═════ 给定文本

蒋蓉:我接触的日本专家

作者:蒋蓉

上篇:三藏先生

从来没有去过日本,“日本人印象”完全是在我们自己的国土上得来的。

那时,我在重庆一家引进国外先进技术设备的大型工厂——四川维尼龙厂当工人。据说,当时全国只有三家这样的工厂。

厂里陆陆续续来了许多法国人和日本人。我所在的那个工段,生产现场和控制中心使用“I系列”仪表,MADE-IN-JAPAN原装货,我们便同日本人打交道。

日本国距我们不像法国那么遥远,不仅同是黄皮肤黑头发黑眼睛,而且日本跟中国,从甲午战争一直打到抗日战争,电影看了很多,感觉上对那些呲牙咧嘴声嘶力竭地嚷“八格牙路”的小鬼子一点也不陌生。日本鬼子曾经在中国的领土上横行一时,阶级仇民族恨源远流长,一直延续到了厂里来的日本工程技术人员身上。

我们一帮青工常常故意在日本人面前叽叽喳喳地嘲讽小鬼子,把从师傅们那里听来的各种小道消息反反复复议论。听参加谈判的师傅说过,他们为了卖他们的东洋货,在谈判席上很恭谦甚至有些低三下四地说咱中国是他们的爸爸、他们的老祖宗。每每议论到这个,我们就很开心地哈哈大笑。

其实,日本人根本听不懂我们的议论,但我们在心理上大大地满足了。我们有五千年的文明史,小日本儿不论历史渊源、地理位置还是国土面积,恐怕都真的只是中国的“儿子”。可是他们穿得比我们好长得比我们壮实,他们制造的“I系列”仪表还处于世界领先地位,我们实在是有些不服气。

══════════
═════ 给定数据

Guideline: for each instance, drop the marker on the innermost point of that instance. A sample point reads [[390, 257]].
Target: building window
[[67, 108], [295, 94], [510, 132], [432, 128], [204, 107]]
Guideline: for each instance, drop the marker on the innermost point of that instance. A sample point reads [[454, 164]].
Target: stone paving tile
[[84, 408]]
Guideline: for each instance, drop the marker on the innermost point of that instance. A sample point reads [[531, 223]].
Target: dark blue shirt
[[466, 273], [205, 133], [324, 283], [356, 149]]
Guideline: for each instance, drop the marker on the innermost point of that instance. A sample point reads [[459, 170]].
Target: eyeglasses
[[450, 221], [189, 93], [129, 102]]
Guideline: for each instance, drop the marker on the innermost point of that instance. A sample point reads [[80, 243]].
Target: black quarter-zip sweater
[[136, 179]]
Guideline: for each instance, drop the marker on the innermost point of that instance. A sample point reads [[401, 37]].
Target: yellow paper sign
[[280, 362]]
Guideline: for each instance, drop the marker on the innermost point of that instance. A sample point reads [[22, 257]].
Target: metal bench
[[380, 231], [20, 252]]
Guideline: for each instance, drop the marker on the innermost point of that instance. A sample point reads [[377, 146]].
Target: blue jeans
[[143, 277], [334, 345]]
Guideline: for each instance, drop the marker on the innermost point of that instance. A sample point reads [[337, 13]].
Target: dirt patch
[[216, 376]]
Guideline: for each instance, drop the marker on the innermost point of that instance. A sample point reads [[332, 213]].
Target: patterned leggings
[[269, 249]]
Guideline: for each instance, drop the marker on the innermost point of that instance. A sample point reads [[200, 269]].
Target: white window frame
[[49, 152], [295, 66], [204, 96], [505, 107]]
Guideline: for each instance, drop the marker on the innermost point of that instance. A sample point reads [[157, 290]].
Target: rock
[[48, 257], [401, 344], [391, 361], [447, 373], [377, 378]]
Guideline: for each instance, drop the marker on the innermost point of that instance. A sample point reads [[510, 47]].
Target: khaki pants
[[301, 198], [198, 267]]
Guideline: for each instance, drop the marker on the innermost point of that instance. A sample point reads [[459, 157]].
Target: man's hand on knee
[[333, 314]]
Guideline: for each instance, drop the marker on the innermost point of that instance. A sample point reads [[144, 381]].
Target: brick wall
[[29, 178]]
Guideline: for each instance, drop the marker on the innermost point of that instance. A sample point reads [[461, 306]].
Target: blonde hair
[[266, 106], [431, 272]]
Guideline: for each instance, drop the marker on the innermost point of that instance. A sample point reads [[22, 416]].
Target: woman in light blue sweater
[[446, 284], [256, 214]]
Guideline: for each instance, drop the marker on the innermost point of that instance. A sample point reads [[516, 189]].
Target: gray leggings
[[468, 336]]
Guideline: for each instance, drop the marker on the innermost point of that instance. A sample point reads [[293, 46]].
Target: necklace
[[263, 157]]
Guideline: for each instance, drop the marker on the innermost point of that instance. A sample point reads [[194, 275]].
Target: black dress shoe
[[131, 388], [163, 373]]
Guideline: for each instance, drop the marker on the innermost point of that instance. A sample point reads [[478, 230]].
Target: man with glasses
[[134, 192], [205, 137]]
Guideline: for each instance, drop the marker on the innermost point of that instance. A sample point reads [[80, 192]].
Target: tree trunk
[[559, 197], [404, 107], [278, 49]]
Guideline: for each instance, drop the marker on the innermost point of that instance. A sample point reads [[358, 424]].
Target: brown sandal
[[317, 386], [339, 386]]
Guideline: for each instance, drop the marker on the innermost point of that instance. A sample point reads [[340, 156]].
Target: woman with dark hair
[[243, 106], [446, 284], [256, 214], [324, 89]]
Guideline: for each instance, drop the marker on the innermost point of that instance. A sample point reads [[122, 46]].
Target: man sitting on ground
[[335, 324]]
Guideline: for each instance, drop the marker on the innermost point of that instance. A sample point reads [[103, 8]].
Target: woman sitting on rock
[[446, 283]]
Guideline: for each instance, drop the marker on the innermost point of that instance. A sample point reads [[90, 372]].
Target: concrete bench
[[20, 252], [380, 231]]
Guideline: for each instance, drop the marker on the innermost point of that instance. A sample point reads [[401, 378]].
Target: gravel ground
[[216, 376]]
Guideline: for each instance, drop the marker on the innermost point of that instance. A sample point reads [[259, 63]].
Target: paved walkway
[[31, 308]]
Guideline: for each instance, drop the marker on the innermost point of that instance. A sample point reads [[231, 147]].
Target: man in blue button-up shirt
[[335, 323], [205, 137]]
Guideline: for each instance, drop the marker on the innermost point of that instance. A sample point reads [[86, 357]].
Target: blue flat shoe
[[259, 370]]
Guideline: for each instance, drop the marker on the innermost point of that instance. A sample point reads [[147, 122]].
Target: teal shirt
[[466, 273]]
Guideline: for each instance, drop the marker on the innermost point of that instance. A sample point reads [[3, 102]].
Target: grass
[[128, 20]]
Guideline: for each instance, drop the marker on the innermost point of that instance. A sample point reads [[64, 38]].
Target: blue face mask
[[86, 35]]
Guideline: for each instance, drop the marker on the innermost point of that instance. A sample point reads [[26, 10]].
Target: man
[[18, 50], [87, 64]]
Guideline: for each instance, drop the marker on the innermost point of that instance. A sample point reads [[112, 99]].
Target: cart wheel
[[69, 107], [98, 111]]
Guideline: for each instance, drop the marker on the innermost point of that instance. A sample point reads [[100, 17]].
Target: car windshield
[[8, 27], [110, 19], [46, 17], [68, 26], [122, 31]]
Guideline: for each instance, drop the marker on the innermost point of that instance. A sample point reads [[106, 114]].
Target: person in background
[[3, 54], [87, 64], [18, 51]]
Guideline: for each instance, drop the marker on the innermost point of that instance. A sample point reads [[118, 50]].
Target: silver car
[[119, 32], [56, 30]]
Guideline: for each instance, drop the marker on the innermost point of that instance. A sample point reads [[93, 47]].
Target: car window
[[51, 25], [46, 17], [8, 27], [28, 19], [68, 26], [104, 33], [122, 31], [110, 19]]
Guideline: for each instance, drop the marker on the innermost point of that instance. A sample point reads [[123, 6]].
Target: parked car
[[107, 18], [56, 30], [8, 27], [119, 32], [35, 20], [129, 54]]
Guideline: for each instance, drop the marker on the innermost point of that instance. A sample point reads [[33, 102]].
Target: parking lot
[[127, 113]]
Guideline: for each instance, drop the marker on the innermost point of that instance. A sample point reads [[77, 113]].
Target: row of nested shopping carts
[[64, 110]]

══════════

# 题目
续写这篇回忆在工厂接触日本专家的文章,从文中最后一句之后写起。

# 你的回答
日本人主要同我们的师傅们——那些大学毕业的技术人员打交道。师傅们向日本人请教技术问题,他们的目光中常常溢满了佩服,用现在的话说,那简直就是“哈日”,似乎少了爱国的意味。

不过,我们不得不承认,日本人工作非常勤奋。他们敬业,吃苦耐劳,坚忍不拔,严于律己,全然不似我们因长期阶级斗争教育而形成的印象或想象中的那种资本家狗腿子的模样。

当时,厂里还在搞安装,我们常常被派去做一些协助工作,比如放电缆之类的事。电缆架设在空中,有一层楼高。重庆的七八月间,骄阳如火,蹲在光秃秃的电缆架上就犹如蹲进了烤箱,中暑晕倒的事常有发生。

本来,作为专家来中国的日本人根本不用干这种活,但每次放电缆他们都在场,而且绝对不是站在那里“君子动口不动手”。一丝不苟的日本人穿着扣得严严实实的制服,只需几分钟,衣衫便被汗水浸透了。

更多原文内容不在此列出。